**AIM OF THE EXERCISE**
Reproduce the data below word for word, from its first line through the line with "[556,453,657,633]", both ends included. Leave the pictures out.
#### RECORDS FOR THIS EXERCISE ####
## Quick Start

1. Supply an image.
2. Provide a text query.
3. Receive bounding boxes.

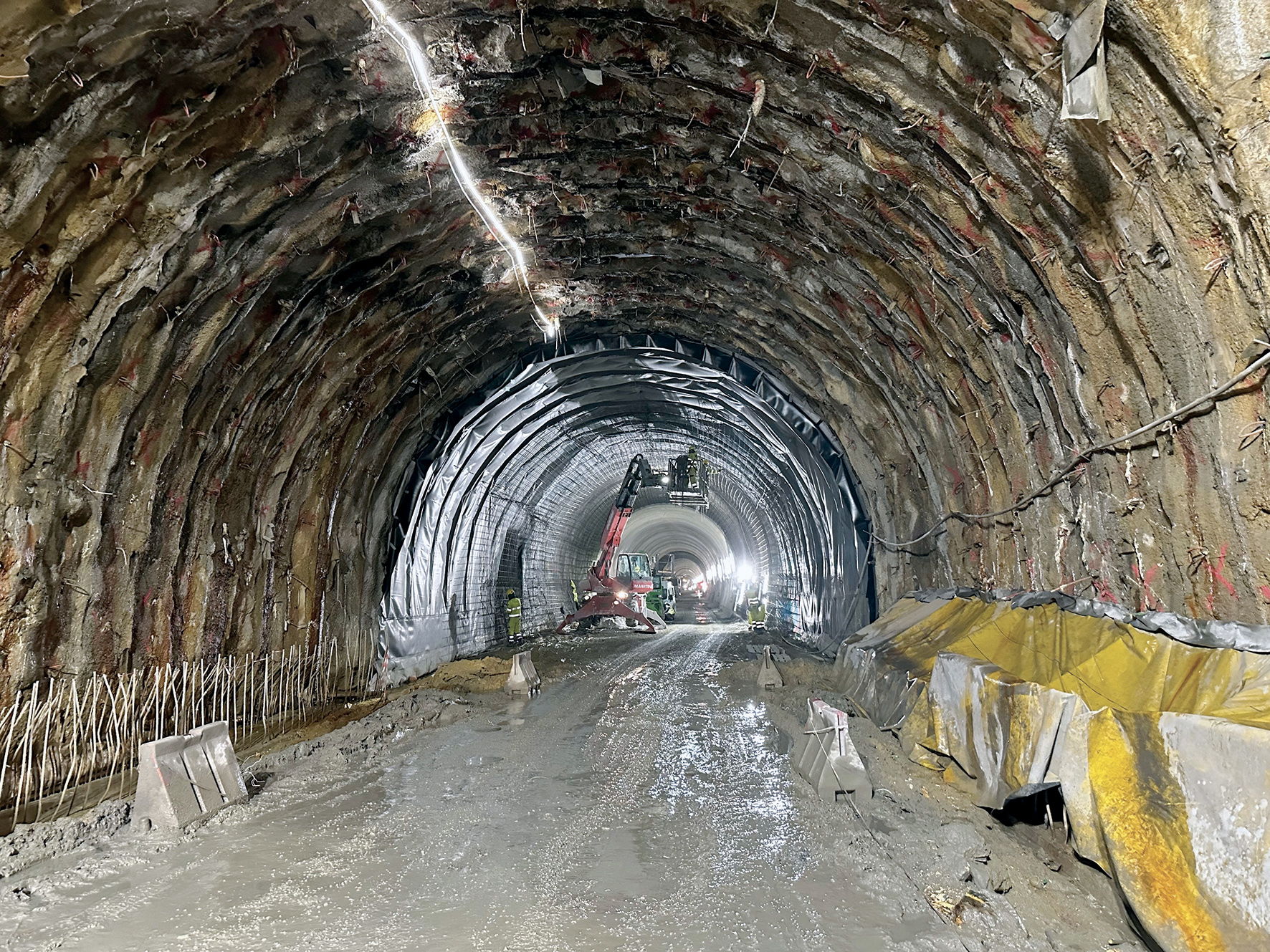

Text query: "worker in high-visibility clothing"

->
[745,589,767,631]
[507,589,525,645]
[684,447,701,489]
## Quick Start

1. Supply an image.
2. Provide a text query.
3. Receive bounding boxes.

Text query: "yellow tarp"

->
[839,598,1270,952]
[848,598,1270,727]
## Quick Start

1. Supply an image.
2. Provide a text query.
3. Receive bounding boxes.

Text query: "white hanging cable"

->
[362,0,560,340]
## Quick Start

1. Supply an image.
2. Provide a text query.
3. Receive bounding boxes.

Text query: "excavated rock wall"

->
[0,0,1270,688]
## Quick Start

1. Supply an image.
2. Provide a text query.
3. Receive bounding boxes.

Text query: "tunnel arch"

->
[381,335,872,676]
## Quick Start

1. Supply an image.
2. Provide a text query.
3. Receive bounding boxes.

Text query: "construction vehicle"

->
[556,453,664,633]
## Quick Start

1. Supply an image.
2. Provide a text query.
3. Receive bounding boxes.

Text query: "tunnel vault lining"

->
[380,337,875,679]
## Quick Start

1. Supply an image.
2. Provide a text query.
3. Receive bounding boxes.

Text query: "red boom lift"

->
[556,453,657,633]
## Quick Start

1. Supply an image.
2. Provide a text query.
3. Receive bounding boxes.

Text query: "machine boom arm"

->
[589,453,653,590]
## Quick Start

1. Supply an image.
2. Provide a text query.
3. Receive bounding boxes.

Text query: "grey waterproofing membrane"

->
[380,342,872,682]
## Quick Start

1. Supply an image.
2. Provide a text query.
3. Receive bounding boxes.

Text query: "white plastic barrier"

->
[758,645,785,691]
[790,701,872,801]
[503,651,543,696]
[132,721,247,829]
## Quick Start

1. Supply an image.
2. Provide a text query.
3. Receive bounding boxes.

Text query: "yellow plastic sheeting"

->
[839,599,1270,952]
[852,598,1270,727]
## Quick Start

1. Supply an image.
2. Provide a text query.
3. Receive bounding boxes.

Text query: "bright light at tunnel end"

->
[362,0,560,340]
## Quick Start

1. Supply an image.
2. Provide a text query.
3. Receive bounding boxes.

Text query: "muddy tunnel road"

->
[0,625,1051,952]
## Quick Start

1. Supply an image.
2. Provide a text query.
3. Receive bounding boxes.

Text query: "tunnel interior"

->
[0,0,1270,952]
[381,335,874,679]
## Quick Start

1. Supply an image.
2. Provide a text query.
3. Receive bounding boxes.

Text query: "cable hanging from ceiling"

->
[362,0,560,340]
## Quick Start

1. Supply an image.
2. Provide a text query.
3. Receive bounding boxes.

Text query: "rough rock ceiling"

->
[0,0,1270,682]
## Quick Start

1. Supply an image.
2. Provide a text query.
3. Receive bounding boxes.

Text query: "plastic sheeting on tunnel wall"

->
[380,337,872,682]
[837,597,1270,952]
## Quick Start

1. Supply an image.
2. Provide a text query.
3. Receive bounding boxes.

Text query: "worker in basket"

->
[745,589,767,630]
[507,589,525,645]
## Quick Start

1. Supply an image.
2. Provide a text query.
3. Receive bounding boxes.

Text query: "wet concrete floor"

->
[0,625,980,952]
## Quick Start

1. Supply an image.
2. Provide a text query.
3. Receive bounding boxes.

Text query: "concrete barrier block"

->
[503,651,543,697]
[132,721,247,829]
[758,645,785,691]
[790,701,872,801]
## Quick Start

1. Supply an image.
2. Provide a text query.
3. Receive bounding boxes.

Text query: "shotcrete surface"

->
[0,625,1137,952]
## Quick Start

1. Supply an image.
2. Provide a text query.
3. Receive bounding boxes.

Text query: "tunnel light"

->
[362,0,560,340]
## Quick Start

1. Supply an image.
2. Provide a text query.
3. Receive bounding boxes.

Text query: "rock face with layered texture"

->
[0,0,1270,689]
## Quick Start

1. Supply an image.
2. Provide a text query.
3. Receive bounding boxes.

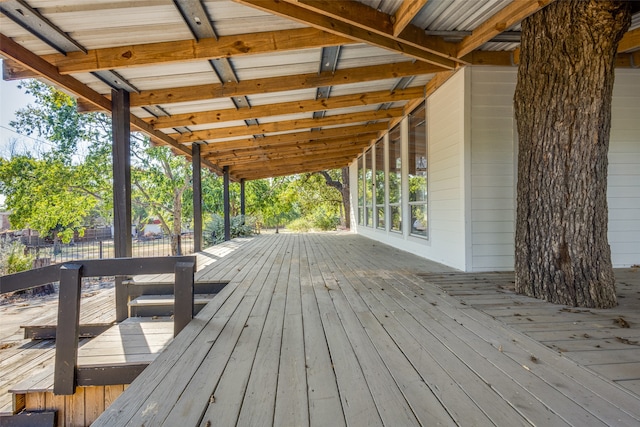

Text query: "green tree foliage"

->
[0,156,97,242]
[131,140,193,255]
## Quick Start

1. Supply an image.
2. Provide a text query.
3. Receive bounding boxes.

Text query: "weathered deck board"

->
[95,234,640,426]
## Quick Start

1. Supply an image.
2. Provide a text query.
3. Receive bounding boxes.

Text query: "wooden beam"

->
[229,154,362,178]
[235,0,459,69]
[465,48,640,68]
[618,28,640,52]
[2,58,40,81]
[0,34,225,174]
[201,122,388,154]
[216,142,369,167]
[43,28,351,74]
[147,86,424,129]
[464,50,519,67]
[456,0,554,58]
[169,108,402,143]
[393,0,427,37]
[207,132,378,160]
[233,156,357,180]
[0,34,111,111]
[209,134,376,164]
[79,62,445,112]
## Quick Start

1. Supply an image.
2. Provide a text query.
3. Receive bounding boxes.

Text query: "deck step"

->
[124,280,228,298]
[129,294,215,317]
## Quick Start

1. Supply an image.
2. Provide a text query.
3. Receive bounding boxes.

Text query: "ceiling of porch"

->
[0,0,640,180]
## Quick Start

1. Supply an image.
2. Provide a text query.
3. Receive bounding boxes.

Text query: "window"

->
[408,104,429,237]
[364,148,373,227]
[389,125,402,232]
[374,139,385,230]
[357,156,364,225]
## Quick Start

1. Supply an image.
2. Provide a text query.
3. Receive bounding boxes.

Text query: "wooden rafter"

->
[618,28,640,52]
[212,145,368,168]
[79,62,444,112]
[38,28,351,74]
[147,87,424,129]
[465,48,640,68]
[0,34,225,176]
[456,0,554,58]
[393,0,427,37]
[2,59,39,81]
[235,0,459,69]
[169,108,402,143]
[207,134,376,162]
[229,157,355,181]
[201,122,388,155]
[229,154,361,178]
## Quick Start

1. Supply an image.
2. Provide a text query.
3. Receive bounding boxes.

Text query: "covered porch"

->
[85,233,640,426]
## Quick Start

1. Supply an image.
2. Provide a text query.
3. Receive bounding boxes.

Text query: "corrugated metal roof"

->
[412,0,511,31]
[0,0,640,181]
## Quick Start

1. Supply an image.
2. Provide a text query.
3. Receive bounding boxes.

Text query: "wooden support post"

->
[191,144,202,253]
[53,264,82,395]
[240,178,246,225]
[173,262,196,337]
[111,89,132,322]
[222,166,231,241]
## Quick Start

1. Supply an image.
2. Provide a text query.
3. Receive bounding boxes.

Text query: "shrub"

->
[313,209,340,231]
[287,218,313,233]
[203,214,256,246]
[0,242,34,275]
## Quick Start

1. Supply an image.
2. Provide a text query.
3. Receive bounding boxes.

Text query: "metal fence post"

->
[53,264,82,395]
[173,262,196,336]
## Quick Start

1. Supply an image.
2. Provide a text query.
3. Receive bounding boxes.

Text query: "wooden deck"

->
[94,234,640,426]
[0,239,251,418]
[422,268,640,395]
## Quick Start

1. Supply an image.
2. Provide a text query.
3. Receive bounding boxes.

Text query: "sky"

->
[0,60,36,156]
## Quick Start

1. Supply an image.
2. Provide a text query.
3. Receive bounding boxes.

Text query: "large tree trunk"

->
[515,0,630,308]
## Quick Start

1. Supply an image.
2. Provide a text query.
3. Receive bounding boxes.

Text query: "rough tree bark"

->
[514,0,630,308]
[318,168,351,229]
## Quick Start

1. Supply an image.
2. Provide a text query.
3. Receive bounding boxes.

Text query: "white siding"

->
[470,67,640,271]
[350,70,466,270]
[607,69,640,267]
[470,67,516,271]
[351,67,640,271]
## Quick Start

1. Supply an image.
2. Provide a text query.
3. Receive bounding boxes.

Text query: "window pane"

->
[411,204,429,236]
[408,105,427,202]
[389,206,402,231]
[357,156,364,225]
[364,148,373,227]
[389,126,402,203]
[376,206,385,230]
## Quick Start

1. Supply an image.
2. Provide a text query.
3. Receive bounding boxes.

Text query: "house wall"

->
[350,69,468,270]
[469,67,517,271]
[607,69,640,267]
[351,67,640,271]
[470,67,640,271]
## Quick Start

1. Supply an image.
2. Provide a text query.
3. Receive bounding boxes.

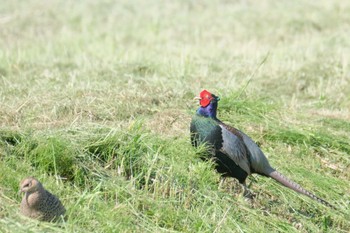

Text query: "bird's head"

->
[19,177,42,193]
[195,90,220,118]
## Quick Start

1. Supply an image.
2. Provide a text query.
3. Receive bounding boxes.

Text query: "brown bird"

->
[19,177,66,222]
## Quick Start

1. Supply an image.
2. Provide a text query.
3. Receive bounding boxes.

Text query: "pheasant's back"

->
[20,189,66,221]
[190,115,223,149]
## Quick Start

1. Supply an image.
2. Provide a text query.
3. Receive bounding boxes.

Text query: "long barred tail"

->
[268,170,337,209]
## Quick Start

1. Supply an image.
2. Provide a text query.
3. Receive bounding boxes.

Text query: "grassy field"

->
[0,0,350,233]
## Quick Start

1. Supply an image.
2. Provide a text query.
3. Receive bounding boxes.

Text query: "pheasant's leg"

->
[241,181,254,199]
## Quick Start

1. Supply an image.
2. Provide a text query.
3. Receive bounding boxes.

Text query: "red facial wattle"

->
[199,90,214,108]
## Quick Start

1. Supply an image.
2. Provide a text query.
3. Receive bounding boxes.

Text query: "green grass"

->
####
**WRITTEN SOLUTION**
## Quick Start

1. Supply an image.
2. Provide a text query.
3. Receive bounding boxes.


Text query: "worker in high-visibility clothing"

->
[745,589,767,631]
[507,589,525,645]
[684,447,701,489]
## Quick Start

1. Supply an image.
2. Provide a text query.
3. Receive bounding boxes.

Text query: "yellow tarp"

->
[839,598,1270,952]
[848,598,1270,727]
## Quick Start

1. Supply an image.
2. Provide a text query.
3. Receive bounding boxes.

Text query: "white hanging cable"

->
[362,0,560,340]
## Quick Start

1. Supply an image.
2. Provide a text query.
3. Receive bounding boxes.

Text query: "excavated rock wall"

->
[0,0,1270,688]
## Quick Start

1. Supply an image.
2. Provide a text query.
3. Receive bounding boxes.

Text query: "tunnel arch"

->
[381,335,872,676]
## Quick Start

1. Supply an image.
2. Provide a text query.
3. Receive bounding boxes.

Text query: "construction vehicle"

->
[556,453,664,633]
## Quick Start

1. Supply an image.
2. Provide a text query.
3. Receive bounding boxes.

Text query: "tunnel vault lining"

->
[380,337,875,679]
## Quick Start

1. Supply an image.
2. Provide a text query.
3. Receive bounding boxes.

Text query: "red boom lift"

->
[556,453,657,633]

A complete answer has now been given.